***** Document passage *****
Amy Joyce: All good questions, Omaha. Even if someone has FMLA, it's designed so they can take care of a sick relative, but not if they need time to grieve or set things in order. And, of course, it's unpaid, making it difficult for many people to take.
What is up with our culture that even if we have the time and are "allowed" to take it off, we can get burned for it in the end?
Washington, D.C.: Hi, Amy. I hope you take my question because I really don't know what to do. What is the best way to deal with jealous, vindictive co-workers? I have been working with someone for close to seven years, and recently the problems she has had in her life seemed to affect her in the worst way: she brings all of her problems to work, and blames everything that happens in the office on me. Before all of this we were friends. My bosses have come to me with work because they know I'll get it done right away; she on the other hand does it "when she gets around to it." I always feel like I have to walk on egg shells around her and it's not healthy for me, especially since I am pregnant. How do I handle this maturely and professionally? By the way, she is old enough to be my mother and she has seniority over me.
Amy Joyce: You need to stop thinking about her so much. Work with her, work beside her, work parallel to her. But don't focus on getting some sort of friendly working situation back with her. It sounds like your bosses trust you and want to rely on you. Go ahead and run with that. You're doing your work, and doing it well. And the people who need to recognize that. If this woman is jealous and vindictive, let her be that way in her corner by herself. Try to ignore, do your job, move around her. Is that possible?
Rockville, Md.: I work in a very small law office (just he and I). While I've learned a lot (mostly what I don't want to practice as an attorney) I am starting law school in August, in Oklahoma (closer to my Texas home). I want to leave in June, and have the summer to myself. I'm pretty sure my boss is going to be as immature as possible.
***** Information supplied *****
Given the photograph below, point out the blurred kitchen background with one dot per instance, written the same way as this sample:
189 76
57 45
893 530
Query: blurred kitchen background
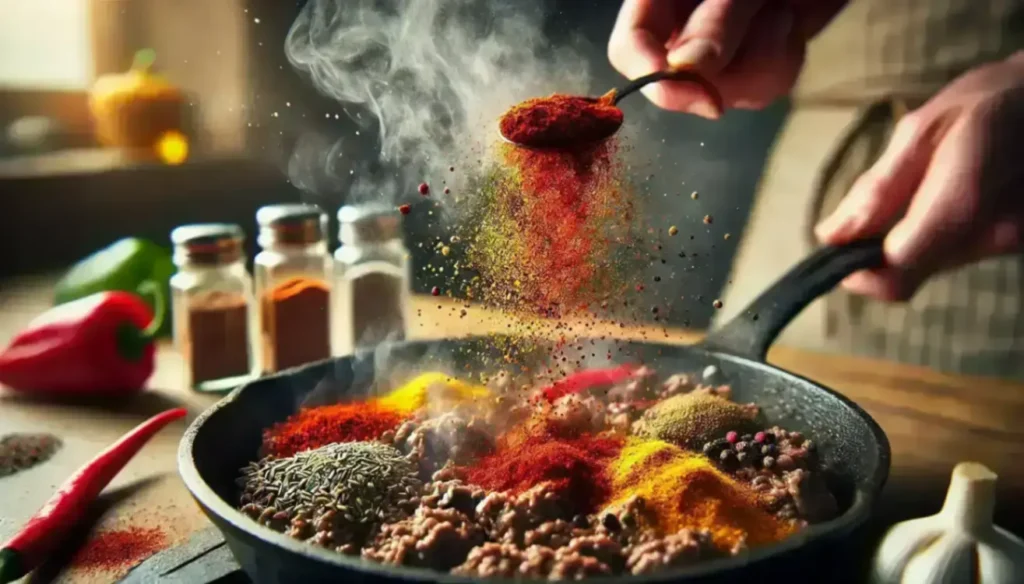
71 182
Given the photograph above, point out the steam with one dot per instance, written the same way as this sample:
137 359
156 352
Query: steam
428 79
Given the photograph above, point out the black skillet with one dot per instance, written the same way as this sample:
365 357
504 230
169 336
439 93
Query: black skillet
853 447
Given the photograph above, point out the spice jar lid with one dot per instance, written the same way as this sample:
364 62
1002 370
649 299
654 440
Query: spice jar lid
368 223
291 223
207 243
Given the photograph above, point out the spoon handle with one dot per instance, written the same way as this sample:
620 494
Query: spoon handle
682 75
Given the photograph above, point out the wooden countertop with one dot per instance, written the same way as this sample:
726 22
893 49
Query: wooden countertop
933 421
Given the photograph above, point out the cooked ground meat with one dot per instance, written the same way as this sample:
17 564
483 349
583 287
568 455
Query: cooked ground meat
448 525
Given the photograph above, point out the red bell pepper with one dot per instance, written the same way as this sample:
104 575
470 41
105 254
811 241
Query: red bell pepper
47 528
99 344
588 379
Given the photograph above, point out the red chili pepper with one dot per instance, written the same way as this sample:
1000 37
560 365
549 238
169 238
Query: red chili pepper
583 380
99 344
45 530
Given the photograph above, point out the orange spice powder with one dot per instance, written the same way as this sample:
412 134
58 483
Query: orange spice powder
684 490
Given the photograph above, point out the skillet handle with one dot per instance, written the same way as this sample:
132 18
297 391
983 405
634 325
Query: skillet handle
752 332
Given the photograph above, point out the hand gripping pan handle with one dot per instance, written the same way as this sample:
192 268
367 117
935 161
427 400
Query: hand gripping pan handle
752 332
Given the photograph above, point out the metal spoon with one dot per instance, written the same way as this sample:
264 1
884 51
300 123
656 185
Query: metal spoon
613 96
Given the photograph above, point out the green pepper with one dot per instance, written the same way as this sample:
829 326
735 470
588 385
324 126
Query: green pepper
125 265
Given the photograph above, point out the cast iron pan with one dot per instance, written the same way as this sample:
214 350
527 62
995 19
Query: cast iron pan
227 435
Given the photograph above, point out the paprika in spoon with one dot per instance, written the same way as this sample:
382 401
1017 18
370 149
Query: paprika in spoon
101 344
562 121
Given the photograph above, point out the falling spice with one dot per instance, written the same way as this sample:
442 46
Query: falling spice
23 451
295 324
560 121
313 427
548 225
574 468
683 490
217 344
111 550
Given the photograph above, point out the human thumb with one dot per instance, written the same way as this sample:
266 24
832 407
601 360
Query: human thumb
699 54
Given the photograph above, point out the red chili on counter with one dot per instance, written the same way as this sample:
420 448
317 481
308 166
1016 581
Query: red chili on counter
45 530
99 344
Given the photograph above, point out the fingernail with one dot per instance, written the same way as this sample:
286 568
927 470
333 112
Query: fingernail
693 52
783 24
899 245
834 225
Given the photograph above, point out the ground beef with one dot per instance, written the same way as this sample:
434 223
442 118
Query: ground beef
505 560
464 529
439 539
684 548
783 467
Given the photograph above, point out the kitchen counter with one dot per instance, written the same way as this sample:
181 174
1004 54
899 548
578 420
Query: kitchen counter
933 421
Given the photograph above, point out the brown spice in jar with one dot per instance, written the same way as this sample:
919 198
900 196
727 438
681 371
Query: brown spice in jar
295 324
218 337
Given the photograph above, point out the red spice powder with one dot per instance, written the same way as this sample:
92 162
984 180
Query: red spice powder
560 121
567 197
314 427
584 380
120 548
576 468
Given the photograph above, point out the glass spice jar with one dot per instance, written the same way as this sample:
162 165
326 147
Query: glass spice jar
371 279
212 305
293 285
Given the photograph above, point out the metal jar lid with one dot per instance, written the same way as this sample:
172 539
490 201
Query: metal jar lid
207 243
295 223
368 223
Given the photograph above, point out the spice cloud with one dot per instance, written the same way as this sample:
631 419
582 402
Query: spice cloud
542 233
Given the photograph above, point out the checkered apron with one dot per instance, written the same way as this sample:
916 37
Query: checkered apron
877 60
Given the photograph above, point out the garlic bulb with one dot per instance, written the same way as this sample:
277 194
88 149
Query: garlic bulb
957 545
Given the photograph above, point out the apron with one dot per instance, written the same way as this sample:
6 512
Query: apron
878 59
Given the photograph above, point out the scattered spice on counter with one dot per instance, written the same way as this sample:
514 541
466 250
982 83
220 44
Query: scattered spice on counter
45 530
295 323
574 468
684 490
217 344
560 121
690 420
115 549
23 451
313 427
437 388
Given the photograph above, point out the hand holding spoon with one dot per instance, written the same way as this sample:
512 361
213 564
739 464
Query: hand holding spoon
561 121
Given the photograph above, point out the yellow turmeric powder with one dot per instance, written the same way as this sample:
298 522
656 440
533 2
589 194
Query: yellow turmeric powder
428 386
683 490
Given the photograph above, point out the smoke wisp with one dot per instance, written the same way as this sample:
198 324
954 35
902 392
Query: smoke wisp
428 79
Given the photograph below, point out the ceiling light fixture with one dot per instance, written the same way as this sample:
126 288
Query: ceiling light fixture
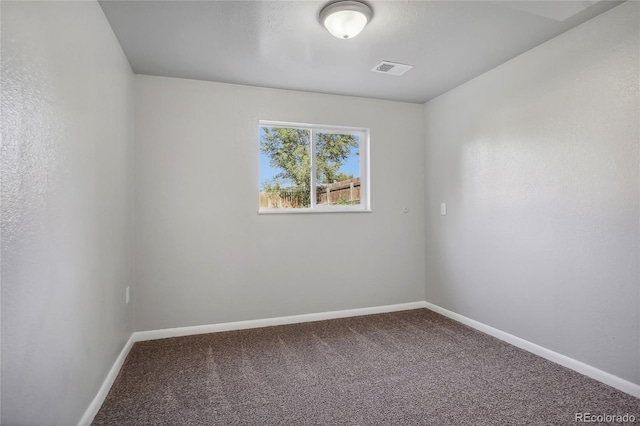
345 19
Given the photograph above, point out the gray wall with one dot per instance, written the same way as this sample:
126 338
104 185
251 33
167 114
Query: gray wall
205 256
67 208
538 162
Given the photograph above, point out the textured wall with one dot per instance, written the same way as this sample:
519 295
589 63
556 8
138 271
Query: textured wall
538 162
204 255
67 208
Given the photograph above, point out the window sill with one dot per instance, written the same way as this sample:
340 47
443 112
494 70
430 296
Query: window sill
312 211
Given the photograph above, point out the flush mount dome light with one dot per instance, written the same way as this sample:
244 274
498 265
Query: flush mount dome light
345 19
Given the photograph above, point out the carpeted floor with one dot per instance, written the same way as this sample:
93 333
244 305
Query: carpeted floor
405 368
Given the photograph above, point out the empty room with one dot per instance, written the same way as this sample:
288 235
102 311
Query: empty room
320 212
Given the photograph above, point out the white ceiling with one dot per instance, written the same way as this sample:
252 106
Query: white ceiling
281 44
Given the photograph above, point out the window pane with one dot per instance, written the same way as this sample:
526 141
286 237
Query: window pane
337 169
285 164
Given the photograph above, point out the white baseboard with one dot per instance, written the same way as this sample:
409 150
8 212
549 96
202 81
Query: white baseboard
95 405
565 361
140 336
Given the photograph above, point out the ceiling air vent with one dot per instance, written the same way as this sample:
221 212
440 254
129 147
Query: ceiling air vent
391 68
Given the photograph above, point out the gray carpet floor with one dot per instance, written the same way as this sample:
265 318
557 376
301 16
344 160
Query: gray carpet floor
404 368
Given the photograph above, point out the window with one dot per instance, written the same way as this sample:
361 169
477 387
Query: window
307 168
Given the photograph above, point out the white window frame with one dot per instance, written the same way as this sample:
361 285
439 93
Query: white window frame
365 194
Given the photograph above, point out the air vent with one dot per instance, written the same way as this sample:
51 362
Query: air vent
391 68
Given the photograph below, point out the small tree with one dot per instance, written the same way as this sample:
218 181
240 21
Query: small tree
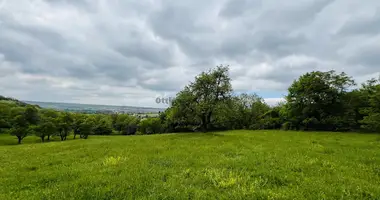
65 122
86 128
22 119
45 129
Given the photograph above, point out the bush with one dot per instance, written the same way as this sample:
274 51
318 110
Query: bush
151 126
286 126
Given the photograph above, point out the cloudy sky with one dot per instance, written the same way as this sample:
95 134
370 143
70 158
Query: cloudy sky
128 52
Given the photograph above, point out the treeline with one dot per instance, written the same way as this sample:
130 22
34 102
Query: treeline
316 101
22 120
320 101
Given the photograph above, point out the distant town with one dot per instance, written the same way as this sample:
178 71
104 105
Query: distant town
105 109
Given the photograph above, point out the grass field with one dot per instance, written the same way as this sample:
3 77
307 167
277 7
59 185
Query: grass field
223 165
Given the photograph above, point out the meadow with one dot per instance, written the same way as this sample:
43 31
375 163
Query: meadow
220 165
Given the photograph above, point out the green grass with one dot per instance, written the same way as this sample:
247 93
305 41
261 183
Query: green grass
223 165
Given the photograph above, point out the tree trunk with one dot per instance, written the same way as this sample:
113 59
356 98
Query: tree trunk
*****
***** Information supplied *****
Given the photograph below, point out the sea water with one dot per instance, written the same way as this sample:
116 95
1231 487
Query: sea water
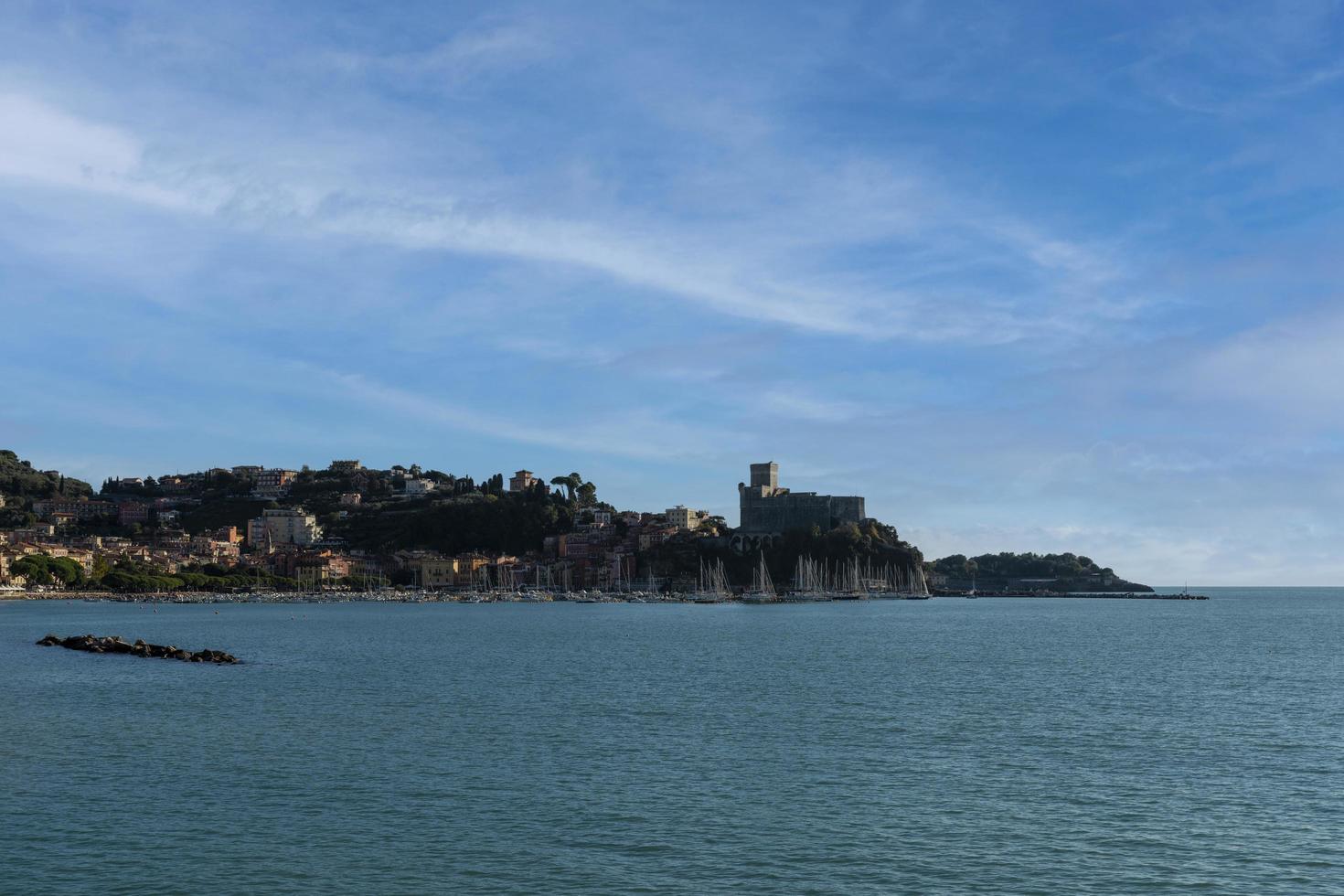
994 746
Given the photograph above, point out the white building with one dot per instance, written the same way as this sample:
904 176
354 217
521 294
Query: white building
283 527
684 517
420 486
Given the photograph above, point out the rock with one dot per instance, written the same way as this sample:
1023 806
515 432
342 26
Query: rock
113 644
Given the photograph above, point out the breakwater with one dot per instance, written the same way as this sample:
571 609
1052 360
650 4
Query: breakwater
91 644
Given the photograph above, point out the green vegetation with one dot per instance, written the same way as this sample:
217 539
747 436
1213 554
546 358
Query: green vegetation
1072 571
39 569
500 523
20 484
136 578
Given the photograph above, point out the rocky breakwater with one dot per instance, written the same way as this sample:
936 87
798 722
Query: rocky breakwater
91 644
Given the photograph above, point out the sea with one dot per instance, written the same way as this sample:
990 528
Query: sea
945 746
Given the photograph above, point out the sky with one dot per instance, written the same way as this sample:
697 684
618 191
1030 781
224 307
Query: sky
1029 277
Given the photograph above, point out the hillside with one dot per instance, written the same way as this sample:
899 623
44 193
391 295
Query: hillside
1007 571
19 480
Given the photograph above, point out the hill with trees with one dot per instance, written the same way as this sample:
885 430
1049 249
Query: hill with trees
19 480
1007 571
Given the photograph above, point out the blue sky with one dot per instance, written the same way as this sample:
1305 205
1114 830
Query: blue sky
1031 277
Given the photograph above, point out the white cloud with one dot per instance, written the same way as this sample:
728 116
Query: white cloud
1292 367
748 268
*****
▶ Jobs
1) According to the advice chat, in which state is the Rockville writer starting law school in August?
2) In the listing, take the lines from the one with "Given the photograph above, point out the treeline" up to and including the one with "Query: tree trunk", and write them out again with "pasture" substituted for "meadow". Give only those lines.
The advice chat and the listing come from unrelated sources.

▶ Solutions to the exercise
1) Oklahoma.

2)
Given the photograph above, point out the treeline with one dot per instance, written the same way as this sample:
130 22
34 102
Query: treeline
316 101
22 120
320 101
Given the photograph above, point out the distant town with one dot per instance, written the same way as this sample:
178 71
104 105
Query: distant town
105 109
Given the photograph above, point out the grass field with one dot per instance, written the same way as this sample:
3 77
307 167
277 7
59 185
Query: grass field
223 165
Given the photograph above, point out the pasture with one dot per instance, written the same way as this sample:
43 31
375 163
Query: pasture
220 165
Given the photograph above, point out the green grass with one dot per instance, written the same way as this sample:
247 93
305 41
261 183
Query: green grass
223 165
Given the photograph above, point out the tree trunk with one dot per instance, written the same way as this sample:
113 59
356 98
Query: tree trunk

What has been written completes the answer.